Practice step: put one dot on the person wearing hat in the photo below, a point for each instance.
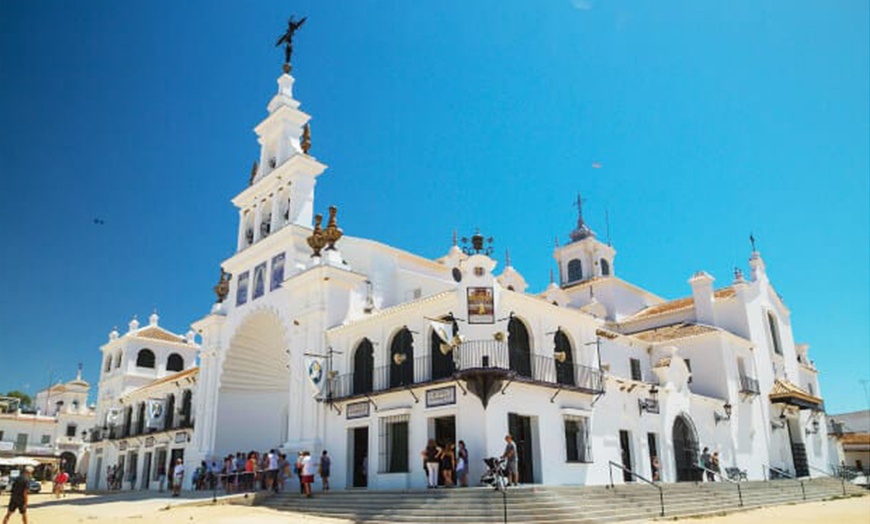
(18, 497)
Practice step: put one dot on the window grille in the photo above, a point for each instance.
(393, 444)
(577, 444)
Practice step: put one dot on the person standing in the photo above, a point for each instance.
(307, 473)
(18, 496)
(462, 464)
(510, 455)
(325, 466)
(177, 477)
(705, 464)
(432, 456)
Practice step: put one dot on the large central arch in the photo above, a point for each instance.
(685, 449)
(254, 393)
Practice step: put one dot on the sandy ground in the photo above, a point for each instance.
(137, 509)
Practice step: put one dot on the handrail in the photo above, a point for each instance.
(785, 474)
(842, 480)
(651, 483)
(726, 479)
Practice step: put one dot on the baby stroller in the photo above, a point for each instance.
(496, 473)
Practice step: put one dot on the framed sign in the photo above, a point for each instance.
(440, 396)
(357, 410)
(242, 290)
(277, 272)
(259, 281)
(481, 306)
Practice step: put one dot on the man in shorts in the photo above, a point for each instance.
(510, 454)
(18, 496)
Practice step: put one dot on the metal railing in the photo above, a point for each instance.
(749, 385)
(825, 473)
(725, 479)
(472, 354)
(782, 474)
(635, 475)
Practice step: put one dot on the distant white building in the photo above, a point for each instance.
(144, 416)
(321, 340)
(54, 432)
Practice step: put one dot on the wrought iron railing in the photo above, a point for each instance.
(472, 354)
(749, 385)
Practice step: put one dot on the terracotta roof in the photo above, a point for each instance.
(169, 378)
(679, 304)
(156, 333)
(784, 390)
(673, 332)
(855, 438)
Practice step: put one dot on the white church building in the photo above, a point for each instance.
(321, 340)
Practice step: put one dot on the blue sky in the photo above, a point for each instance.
(710, 121)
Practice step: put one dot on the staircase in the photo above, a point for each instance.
(557, 504)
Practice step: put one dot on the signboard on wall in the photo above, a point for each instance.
(357, 410)
(481, 305)
(445, 396)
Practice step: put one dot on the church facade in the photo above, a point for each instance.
(321, 340)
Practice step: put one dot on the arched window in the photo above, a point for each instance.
(186, 409)
(441, 361)
(564, 357)
(575, 270)
(363, 367)
(169, 413)
(402, 359)
(519, 348)
(774, 333)
(145, 359)
(140, 419)
(174, 362)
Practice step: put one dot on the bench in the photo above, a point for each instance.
(735, 474)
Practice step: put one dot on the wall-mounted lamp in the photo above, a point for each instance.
(651, 404)
(723, 418)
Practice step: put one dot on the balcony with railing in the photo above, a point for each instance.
(473, 355)
(749, 385)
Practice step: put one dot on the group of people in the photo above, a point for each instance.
(710, 463)
(448, 460)
(268, 471)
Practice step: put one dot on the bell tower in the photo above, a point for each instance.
(584, 257)
(281, 184)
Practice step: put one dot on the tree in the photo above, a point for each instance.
(24, 397)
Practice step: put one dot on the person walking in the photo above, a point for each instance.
(448, 462)
(510, 455)
(432, 456)
(325, 466)
(177, 477)
(462, 464)
(18, 496)
(705, 463)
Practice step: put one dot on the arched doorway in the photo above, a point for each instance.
(254, 395)
(685, 450)
(363, 367)
(68, 462)
(402, 359)
(564, 359)
(519, 348)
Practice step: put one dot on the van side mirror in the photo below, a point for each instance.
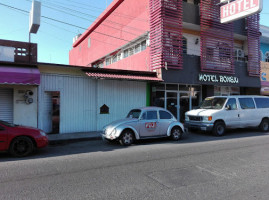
(228, 107)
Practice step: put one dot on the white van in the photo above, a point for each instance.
(220, 112)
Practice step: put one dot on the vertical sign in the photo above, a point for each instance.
(239, 9)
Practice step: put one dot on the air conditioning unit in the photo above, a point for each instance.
(267, 55)
(240, 53)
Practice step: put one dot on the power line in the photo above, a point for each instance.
(59, 21)
(95, 17)
(85, 19)
(24, 13)
(127, 16)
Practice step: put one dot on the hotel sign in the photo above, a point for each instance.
(218, 78)
(239, 9)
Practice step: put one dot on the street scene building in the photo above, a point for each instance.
(265, 60)
(63, 98)
(183, 41)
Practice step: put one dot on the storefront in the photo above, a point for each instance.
(18, 94)
(265, 78)
(184, 90)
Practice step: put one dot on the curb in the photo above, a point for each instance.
(73, 140)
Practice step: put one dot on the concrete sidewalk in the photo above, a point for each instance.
(73, 137)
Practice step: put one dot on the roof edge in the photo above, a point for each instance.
(98, 21)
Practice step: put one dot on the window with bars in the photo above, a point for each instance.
(108, 61)
(184, 45)
(209, 54)
(224, 52)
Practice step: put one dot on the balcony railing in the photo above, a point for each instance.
(24, 52)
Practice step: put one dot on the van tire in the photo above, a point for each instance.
(219, 129)
(264, 125)
(176, 133)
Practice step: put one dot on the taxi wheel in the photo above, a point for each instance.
(264, 126)
(176, 133)
(219, 129)
(21, 146)
(127, 138)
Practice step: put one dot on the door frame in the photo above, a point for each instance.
(178, 100)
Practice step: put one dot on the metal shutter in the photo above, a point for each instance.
(6, 104)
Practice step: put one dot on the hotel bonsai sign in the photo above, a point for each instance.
(239, 9)
(218, 78)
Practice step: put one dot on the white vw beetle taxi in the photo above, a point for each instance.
(144, 123)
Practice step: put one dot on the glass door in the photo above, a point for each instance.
(185, 105)
(172, 103)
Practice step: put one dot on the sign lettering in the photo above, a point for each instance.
(239, 9)
(218, 78)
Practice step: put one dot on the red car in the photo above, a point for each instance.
(20, 140)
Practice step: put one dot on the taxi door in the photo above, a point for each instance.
(148, 124)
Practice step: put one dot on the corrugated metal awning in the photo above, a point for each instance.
(19, 75)
(122, 76)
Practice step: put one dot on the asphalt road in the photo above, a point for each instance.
(200, 166)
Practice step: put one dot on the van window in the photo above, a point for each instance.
(165, 115)
(262, 102)
(232, 104)
(213, 103)
(149, 115)
(246, 103)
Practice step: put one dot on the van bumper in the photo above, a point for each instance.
(199, 125)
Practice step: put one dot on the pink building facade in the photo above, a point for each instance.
(183, 41)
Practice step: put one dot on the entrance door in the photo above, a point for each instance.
(172, 103)
(178, 103)
(3, 138)
(185, 103)
(149, 125)
(6, 104)
(47, 115)
(51, 117)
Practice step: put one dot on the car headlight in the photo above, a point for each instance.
(113, 132)
(43, 133)
(207, 118)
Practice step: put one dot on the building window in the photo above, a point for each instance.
(224, 52)
(89, 42)
(108, 61)
(119, 56)
(209, 53)
(184, 45)
(125, 53)
(143, 45)
(267, 56)
(131, 51)
(261, 55)
(114, 59)
(137, 48)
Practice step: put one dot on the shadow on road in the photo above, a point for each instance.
(104, 146)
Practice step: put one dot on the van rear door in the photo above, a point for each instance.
(232, 117)
(248, 113)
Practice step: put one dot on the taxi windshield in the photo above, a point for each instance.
(213, 103)
(135, 113)
(7, 123)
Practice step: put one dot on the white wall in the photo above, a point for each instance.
(81, 98)
(25, 114)
(120, 97)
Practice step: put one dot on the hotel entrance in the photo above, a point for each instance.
(176, 98)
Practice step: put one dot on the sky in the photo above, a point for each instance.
(55, 39)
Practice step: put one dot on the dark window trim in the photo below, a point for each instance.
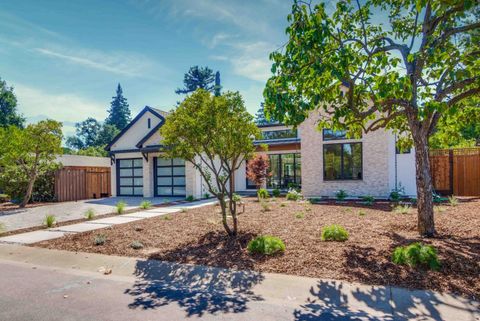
(156, 176)
(341, 162)
(118, 168)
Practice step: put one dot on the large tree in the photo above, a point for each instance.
(214, 133)
(31, 151)
(8, 107)
(119, 112)
(200, 78)
(402, 75)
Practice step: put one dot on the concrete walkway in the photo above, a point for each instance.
(52, 233)
(41, 284)
(67, 211)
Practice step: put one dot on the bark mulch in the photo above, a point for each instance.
(197, 237)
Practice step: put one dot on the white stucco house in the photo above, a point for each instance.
(320, 162)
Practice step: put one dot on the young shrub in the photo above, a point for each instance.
(49, 220)
(266, 245)
(416, 254)
(293, 195)
(262, 193)
(276, 192)
(99, 239)
(90, 214)
(453, 201)
(334, 233)
(121, 207)
(265, 206)
(136, 245)
(341, 195)
(368, 200)
(145, 204)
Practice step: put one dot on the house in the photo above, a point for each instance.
(320, 162)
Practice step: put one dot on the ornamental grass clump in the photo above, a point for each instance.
(416, 255)
(266, 245)
(335, 233)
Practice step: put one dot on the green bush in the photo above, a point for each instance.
(266, 245)
(121, 207)
(341, 195)
(276, 192)
(89, 214)
(146, 204)
(49, 220)
(293, 195)
(416, 254)
(262, 193)
(334, 233)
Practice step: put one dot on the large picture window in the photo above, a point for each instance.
(342, 161)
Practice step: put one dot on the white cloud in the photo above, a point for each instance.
(37, 104)
(117, 63)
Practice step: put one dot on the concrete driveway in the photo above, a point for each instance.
(65, 211)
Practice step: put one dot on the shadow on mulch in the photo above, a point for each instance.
(198, 289)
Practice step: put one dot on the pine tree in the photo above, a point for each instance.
(119, 112)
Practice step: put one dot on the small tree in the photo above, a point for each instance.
(31, 150)
(257, 169)
(214, 133)
(402, 75)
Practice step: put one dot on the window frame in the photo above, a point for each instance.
(342, 162)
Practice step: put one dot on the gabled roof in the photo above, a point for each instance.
(157, 112)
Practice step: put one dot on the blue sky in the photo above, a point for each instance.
(65, 58)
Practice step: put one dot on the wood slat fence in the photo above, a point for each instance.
(456, 171)
(78, 183)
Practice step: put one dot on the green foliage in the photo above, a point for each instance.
(9, 115)
(416, 254)
(49, 221)
(214, 133)
(341, 195)
(368, 200)
(120, 207)
(334, 233)
(262, 193)
(200, 78)
(276, 192)
(266, 245)
(146, 204)
(136, 245)
(119, 112)
(90, 214)
(453, 201)
(26, 154)
(100, 239)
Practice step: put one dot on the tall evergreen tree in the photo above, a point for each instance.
(8, 107)
(119, 112)
(200, 77)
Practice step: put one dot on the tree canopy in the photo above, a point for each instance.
(214, 133)
(363, 76)
(8, 107)
(119, 113)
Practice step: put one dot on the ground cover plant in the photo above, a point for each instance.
(198, 237)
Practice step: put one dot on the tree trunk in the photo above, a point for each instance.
(29, 191)
(425, 224)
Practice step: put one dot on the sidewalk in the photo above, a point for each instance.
(61, 285)
(56, 232)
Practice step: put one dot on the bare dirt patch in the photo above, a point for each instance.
(197, 237)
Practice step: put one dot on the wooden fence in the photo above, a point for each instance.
(78, 183)
(456, 171)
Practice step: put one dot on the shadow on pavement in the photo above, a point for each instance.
(196, 289)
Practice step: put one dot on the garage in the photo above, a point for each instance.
(169, 176)
(130, 177)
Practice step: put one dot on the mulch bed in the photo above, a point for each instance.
(197, 237)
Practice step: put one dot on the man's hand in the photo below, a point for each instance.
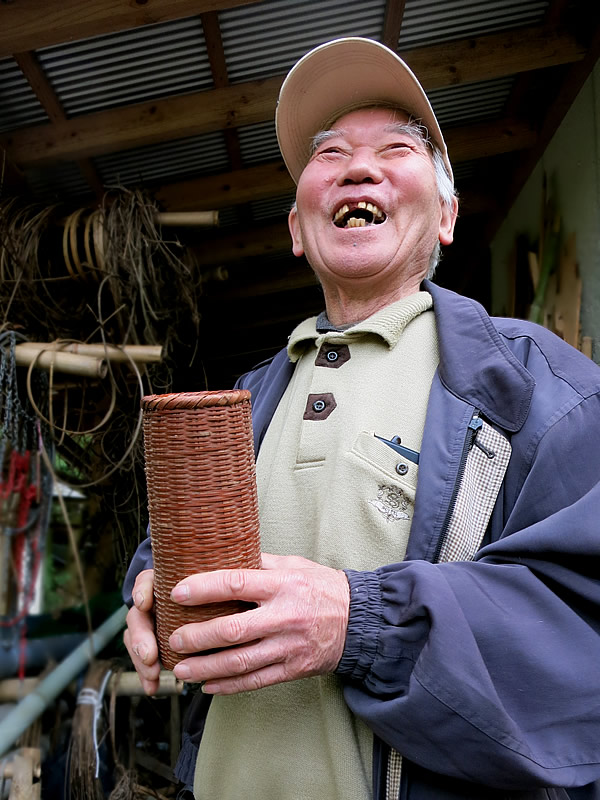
(297, 630)
(140, 637)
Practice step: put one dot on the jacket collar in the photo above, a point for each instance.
(475, 363)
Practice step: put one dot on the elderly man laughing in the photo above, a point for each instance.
(428, 480)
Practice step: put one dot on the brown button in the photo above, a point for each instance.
(319, 406)
(332, 355)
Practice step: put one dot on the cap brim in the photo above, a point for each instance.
(336, 78)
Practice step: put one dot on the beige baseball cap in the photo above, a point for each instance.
(338, 77)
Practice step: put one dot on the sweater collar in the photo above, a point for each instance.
(475, 363)
(388, 324)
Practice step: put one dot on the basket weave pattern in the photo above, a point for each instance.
(201, 480)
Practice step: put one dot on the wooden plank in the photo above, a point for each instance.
(492, 56)
(218, 66)
(394, 14)
(228, 189)
(567, 89)
(244, 104)
(36, 77)
(487, 139)
(145, 123)
(272, 179)
(38, 23)
(236, 245)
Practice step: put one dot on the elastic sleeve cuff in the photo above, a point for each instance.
(364, 624)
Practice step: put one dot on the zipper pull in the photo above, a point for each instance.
(475, 425)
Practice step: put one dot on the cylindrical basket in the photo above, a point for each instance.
(201, 480)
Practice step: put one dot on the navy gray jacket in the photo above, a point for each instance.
(478, 657)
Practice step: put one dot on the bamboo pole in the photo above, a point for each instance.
(71, 363)
(124, 684)
(30, 753)
(138, 353)
(205, 219)
(29, 709)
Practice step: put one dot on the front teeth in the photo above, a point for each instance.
(358, 222)
(340, 212)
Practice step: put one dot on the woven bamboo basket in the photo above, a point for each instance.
(201, 480)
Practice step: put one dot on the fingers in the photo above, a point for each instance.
(140, 641)
(143, 590)
(252, 585)
(233, 629)
(297, 630)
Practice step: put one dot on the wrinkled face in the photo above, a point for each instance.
(368, 209)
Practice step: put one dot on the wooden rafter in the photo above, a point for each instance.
(566, 91)
(272, 179)
(245, 104)
(218, 65)
(36, 77)
(38, 23)
(394, 14)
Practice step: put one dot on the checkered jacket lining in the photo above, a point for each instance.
(475, 500)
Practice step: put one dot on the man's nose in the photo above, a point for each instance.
(361, 167)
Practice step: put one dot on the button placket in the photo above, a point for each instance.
(332, 355)
(319, 406)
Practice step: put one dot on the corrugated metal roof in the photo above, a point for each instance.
(58, 183)
(258, 143)
(469, 102)
(431, 21)
(129, 67)
(268, 38)
(175, 160)
(19, 107)
(274, 207)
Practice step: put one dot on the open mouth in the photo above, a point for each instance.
(358, 216)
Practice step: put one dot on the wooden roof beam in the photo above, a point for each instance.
(36, 77)
(34, 24)
(272, 179)
(394, 14)
(245, 104)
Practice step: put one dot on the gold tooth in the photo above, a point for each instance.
(356, 222)
(340, 213)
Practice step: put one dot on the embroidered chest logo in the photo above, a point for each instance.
(391, 502)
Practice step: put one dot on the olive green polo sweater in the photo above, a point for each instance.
(329, 490)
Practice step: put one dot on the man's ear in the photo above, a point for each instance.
(448, 221)
(294, 226)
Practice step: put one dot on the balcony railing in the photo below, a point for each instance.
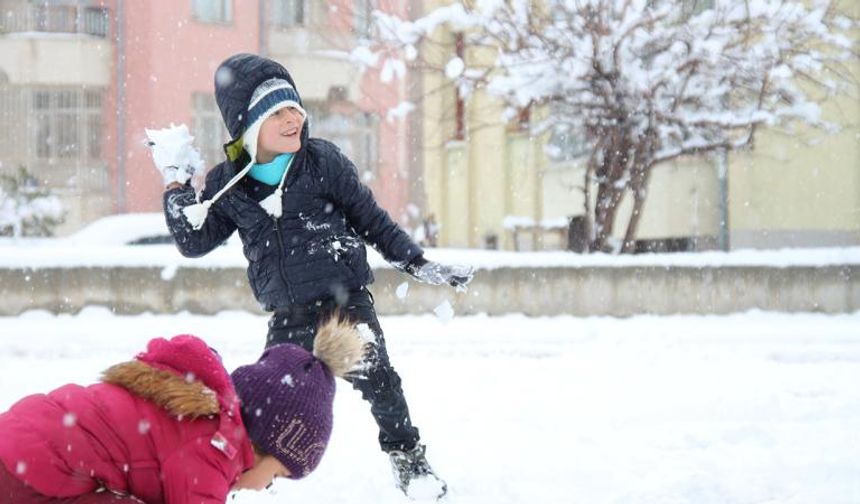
(17, 16)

Exercise brief. With pictures omitted, reproduce exactly the lines from the line containing "Practice step: put one dot on the open" through the end of the data above.

Solved exercise.
Practice step: put one dot on the open mouth in the photo above, a point for each instance.
(358, 216)
Practice step: put one dot on the wooden roof beam in the photo above, a point for each instance.
(36, 77)
(34, 24)
(272, 179)
(394, 14)
(245, 104)
Practice step: put one dot on the gold tooth in the photo above, a point for each instance.
(356, 222)
(340, 213)
Practice step: put one dot on the embroidered chest logo in the photo above, a point for each instance.
(391, 502)
Practice step: put one dot on the olive green polo sweater in the photo above, a point for each instance.
(329, 490)
Practice step: put one dot on the man's ear in the photo above, a point for each instance.
(448, 221)
(294, 226)
Practice step: put one dot on the balcony railing in the photo below, a point for each instance.
(17, 16)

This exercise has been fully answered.